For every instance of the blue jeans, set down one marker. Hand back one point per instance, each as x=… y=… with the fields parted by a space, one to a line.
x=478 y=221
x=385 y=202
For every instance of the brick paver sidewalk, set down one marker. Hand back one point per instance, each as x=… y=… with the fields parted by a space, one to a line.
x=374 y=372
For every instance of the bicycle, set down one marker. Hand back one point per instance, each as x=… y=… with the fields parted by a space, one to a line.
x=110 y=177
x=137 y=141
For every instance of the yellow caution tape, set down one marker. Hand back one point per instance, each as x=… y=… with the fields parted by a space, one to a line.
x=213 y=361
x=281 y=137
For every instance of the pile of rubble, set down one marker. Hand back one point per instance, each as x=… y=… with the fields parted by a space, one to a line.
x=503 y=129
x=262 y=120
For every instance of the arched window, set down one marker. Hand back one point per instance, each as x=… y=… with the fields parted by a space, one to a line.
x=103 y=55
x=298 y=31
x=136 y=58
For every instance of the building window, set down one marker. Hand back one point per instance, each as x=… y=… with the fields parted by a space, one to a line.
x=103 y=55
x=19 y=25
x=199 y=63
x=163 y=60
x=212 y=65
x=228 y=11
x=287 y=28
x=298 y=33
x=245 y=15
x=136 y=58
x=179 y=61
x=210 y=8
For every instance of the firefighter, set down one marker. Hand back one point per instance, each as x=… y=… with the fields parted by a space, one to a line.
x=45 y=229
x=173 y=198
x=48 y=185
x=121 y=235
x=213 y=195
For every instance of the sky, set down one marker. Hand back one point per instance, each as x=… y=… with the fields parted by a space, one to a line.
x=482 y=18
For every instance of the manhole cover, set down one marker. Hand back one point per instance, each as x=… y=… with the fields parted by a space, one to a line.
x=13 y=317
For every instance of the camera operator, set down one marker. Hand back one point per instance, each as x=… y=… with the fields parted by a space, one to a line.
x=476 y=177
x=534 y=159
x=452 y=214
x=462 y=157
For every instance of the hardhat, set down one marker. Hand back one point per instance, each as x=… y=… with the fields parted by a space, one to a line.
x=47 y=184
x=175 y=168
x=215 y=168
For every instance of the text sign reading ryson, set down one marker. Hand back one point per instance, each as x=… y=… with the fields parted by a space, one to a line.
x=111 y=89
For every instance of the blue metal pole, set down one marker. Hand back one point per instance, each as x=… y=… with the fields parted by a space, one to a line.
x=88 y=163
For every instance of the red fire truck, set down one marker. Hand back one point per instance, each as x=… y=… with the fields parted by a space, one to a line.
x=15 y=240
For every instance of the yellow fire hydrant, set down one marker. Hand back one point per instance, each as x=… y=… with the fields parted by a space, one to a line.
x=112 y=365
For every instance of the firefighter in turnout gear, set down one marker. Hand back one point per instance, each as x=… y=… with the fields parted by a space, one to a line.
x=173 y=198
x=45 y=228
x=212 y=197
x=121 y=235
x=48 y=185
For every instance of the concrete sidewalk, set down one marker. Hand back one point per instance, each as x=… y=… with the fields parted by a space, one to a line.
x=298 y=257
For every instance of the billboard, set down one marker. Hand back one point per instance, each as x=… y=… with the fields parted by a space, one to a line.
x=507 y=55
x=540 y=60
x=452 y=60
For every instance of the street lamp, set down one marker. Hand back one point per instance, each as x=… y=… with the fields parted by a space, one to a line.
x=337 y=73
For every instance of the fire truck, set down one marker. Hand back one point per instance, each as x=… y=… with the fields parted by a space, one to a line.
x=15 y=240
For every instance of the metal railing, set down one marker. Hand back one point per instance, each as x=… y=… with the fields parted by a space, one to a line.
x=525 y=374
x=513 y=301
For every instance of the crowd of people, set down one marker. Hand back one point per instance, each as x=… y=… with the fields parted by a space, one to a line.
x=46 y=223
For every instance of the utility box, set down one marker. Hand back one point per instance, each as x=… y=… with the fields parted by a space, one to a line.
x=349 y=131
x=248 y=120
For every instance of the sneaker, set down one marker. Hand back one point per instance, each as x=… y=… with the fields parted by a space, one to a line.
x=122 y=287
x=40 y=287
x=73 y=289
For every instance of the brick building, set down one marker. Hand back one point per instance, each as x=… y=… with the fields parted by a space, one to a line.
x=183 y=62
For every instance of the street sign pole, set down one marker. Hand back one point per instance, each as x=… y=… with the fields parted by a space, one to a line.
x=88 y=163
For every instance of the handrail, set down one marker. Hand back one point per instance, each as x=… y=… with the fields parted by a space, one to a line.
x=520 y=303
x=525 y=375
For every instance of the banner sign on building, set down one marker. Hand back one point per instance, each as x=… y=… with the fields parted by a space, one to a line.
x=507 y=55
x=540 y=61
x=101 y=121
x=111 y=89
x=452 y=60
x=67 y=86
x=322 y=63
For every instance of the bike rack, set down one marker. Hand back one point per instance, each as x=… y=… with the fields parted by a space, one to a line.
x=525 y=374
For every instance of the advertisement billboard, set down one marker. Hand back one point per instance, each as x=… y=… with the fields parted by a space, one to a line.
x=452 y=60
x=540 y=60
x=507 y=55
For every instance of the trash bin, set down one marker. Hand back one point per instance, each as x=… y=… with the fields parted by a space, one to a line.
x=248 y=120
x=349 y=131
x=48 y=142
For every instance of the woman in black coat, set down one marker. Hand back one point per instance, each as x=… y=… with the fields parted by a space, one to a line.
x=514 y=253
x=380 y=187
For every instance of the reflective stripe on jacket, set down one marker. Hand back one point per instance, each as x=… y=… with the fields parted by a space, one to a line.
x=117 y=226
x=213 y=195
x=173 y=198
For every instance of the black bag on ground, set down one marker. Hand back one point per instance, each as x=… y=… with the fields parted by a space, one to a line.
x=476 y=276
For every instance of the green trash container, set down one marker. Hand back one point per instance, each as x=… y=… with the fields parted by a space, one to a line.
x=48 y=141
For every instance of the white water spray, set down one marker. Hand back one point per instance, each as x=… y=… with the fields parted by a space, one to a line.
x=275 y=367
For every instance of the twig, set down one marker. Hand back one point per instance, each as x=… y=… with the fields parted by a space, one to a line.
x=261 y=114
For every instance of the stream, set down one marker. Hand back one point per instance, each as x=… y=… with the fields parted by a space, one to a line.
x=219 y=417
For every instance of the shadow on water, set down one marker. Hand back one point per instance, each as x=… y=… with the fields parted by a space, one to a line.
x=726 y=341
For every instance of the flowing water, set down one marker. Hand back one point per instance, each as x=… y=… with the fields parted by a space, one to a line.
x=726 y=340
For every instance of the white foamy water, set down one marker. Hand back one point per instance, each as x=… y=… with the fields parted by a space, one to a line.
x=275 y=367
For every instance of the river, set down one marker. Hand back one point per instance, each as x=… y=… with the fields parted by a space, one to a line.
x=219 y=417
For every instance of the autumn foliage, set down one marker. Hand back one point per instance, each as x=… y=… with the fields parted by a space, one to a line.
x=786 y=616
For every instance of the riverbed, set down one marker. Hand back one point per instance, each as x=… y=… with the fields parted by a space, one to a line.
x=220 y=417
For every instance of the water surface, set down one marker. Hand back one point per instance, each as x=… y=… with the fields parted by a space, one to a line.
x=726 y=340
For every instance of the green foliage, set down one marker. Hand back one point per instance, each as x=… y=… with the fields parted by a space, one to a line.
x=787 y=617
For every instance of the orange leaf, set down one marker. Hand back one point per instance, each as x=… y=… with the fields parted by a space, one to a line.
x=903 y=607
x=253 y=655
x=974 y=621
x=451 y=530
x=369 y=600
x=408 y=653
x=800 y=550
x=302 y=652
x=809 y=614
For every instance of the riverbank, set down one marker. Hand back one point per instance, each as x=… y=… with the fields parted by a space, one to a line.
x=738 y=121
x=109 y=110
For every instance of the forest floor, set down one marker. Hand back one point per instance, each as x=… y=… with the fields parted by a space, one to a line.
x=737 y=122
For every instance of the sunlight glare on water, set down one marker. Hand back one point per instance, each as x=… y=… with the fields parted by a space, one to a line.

| Problem requirements |
Copy the items from the first line through the line containing "x=462 y=157", swapping "set down" for "place" and leaving everything else unchanged. Return only those lines.

| Response below |
For every instance of the blue jeans, place one marker. Hand back one point per instance, each as x=… y=… with the fields parted by a space, one to a line.
x=478 y=221
x=385 y=202
For every instance of the brick paver sidewalk, place one marker. Hand back one point per instance, each as x=… y=… with the fields parted by a space, one to a line.
x=374 y=372
For every instance of the bicycle, place one marker. Hand back one point per instance, each as x=… y=… with the fields parted by a space, one to a line.
x=110 y=177
x=137 y=141
For every instance of the yellow caution tape, place one marker. Hand back one point per instance, each as x=… y=… with the fields parted by a space, one to a line.
x=213 y=361
x=281 y=137
For every instance of the pile of rubble, place one marker. Hand back one point per instance, each as x=… y=… with the fields parted by a space, one to a line.
x=503 y=129
x=262 y=120
For every instance of the arched window, place one marker. Hand back one point per instance, each as x=… y=… with the fields parted by a space, one to a line.
x=103 y=55
x=298 y=31
x=136 y=58
For every instance of the building window, place one marker. Hand back one point per instance, each as x=… y=… with the fields parted by a space, one to a line.
x=103 y=55
x=19 y=25
x=199 y=63
x=163 y=60
x=212 y=65
x=228 y=11
x=287 y=28
x=298 y=33
x=245 y=15
x=136 y=58
x=179 y=61
x=210 y=8
For every instance of the firefighter, place one marker. Hand back one point per instance, each as x=… y=… with the fields parted by a space, one to a line.
x=45 y=229
x=173 y=198
x=48 y=185
x=121 y=235
x=213 y=195
For every instance of the sky, place one marker. Hand back one point per instance, each as x=… y=… with the fields parted by a space, one to a line.
x=482 y=18
For every instance of the manhole cover, place one marker. Hand back one point per instance, each as x=… y=… with the fields parted by a space, one to a line.
x=13 y=317
For every instance of the camera operator, place one marker. Hand back one point per instance, each as x=… y=… with the fields parted by a space, one to a line.
x=476 y=177
x=534 y=159
x=452 y=214
x=462 y=157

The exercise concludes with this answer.